- **Document segment**
◆ ◆ ◆ ◆ ◆

Cardiologists at Orlando Health ORMC mark milestone for WATCHMAN implant to reduce risk of stroke for patients with atrial fibrillation.
Orlando – The Atrial Fibrillation Program Team at Orlando Health Orlando Regional Medical Center recently implanted their 200th WATCHMAN device to reduce stroke risk in patients who have atrial fibrillation.
A minimally invasive procedure, the WATCHMAN technology is a one-time treatment to place a permanent device inside the heart. The technology is an alternative to the use of blood thinners for patients with atrial fibrillation not caused by a heart valve problem.
“WATCHMAN technology is one of the major advancements in the past two decades for patients with arrhythmias,” said Aurelio Duran, M.D., electrophysiologist, Orlando Health Heart & Vascular Institute. “Blood thinners to prevent stroke for patients with atrial fibrillation is one of the most illustrative examples of a clinical challenge that requires balancing the risk of treatment against the risk of disease. WATCHMAN eliminates it as the risk for patients. It is very gratifying to be part of a program that offers this option to patients.”

◆ ◆ ◆ ◆ ◆

- **Given information**
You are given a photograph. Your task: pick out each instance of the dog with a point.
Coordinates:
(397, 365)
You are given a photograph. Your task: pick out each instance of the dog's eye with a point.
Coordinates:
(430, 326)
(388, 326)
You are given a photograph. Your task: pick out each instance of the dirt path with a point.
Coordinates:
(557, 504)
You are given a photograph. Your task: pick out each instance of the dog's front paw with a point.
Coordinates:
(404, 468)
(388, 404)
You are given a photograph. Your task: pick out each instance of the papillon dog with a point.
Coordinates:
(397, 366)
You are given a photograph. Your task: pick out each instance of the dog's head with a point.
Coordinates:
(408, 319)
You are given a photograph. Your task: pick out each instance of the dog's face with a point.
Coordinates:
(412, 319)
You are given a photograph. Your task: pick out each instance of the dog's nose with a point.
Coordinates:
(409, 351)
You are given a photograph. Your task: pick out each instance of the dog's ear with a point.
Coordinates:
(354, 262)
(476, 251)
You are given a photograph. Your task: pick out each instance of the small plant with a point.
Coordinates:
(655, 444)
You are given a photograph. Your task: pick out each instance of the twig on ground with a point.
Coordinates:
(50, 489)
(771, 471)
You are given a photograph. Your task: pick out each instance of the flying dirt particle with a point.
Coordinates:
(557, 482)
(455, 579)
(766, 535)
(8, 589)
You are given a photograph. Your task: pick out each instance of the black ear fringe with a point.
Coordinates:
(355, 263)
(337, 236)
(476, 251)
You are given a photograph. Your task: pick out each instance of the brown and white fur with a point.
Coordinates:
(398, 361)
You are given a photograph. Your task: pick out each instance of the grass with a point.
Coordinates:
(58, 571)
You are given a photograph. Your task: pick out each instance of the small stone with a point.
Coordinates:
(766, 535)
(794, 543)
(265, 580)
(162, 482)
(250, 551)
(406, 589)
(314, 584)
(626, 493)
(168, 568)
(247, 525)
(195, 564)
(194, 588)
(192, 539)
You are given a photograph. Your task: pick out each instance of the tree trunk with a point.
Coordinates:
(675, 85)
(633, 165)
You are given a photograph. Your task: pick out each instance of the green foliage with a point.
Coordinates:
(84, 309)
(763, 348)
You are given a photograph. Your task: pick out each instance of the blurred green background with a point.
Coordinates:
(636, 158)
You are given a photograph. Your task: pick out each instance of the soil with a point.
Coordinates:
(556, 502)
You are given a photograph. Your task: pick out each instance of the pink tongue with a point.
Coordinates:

◆ ◆ ◆ ◆ ◆

- **Work task 1**
Decide whether each statement agrees with the article on the WATCHMAN milestone, answering yes or no and quoting the deciding words. (a) The Orlando Regional Medical Center team has implanted its 200th WATCHMAN device. (b) The WATCHMAN procedure has to be repeated at regular intervals. (c) The technology is offered as an alternative to blood thinners for patients whose atrial fibrillation comes from a heart valve problem.
- **Work task 2**
Extend the article on the WATCHMAN milestone beyond its final sentence.

- **Reply 1**
(a) Yes: "recently implanted their 200th WATCHMAN device"
(b) No: "a one-time treatment to place a permanent device inside the heart"
(c) No: "for patients with atrial fibrillation not caused by a heart valve problem"

- **Reply 2**
About the size of a quarter, the device works by sealing off the left atrial appendage in the heart, which prevents harmful blood clots from entering the blood stream to the brain, potentially causing a stroke. The device is implanted using the same process of a stent – a narrow tube inserted through a small incision in the upper leg, guided to the heart by the cardiologist.
The procedure takes about an hour and typically patients stay in the hospital overnight and leave the next day. Recovery time is a little more than a week. Most patients can discontinue blood thinners after 45 days.
Patients with atrial fibrillation are at higher risk for stroke and are often prescribed blood thinners to help decrease the risk of clots forming in the heart. While blood thinners help prevent clots, they also increase the bleeding risk. Risks include gastrointestinal tract and neurological bleeding, and bleeding injuries from falls, motor vehicle crashes or other traumatic incidents. In addition, medication allergies and long-term use of blood thinners may cause medical concerns.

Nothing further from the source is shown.